**Requirements:** List each line below that contains the word "stall", copying each one in full.

>> BEGIN

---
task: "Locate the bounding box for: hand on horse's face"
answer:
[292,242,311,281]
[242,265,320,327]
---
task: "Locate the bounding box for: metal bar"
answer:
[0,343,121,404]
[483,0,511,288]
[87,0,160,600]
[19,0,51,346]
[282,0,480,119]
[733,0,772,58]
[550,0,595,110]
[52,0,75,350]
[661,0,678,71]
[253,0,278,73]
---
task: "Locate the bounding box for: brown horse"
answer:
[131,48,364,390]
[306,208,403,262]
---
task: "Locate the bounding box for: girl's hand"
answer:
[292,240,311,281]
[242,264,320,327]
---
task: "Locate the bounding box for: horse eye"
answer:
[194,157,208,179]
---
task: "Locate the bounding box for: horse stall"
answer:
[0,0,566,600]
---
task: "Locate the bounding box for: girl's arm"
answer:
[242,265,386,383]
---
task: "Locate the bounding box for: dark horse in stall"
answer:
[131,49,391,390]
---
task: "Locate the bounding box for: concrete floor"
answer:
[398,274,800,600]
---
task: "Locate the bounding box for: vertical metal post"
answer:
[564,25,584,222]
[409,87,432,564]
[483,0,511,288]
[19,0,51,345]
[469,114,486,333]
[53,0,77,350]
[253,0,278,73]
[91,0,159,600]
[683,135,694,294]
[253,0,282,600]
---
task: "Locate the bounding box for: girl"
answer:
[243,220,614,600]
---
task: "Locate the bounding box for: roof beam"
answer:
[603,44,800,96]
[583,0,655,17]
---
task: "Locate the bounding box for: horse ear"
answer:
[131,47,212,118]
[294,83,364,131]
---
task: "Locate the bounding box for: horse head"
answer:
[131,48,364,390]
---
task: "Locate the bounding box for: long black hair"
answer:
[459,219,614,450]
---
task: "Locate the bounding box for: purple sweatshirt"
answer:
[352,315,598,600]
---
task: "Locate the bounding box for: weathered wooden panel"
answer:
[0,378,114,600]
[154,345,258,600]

>> END

**Task output:**
task: "Locate the bounding box for: horse stall"
task: "Locate the bounding box for: dark horse in stall"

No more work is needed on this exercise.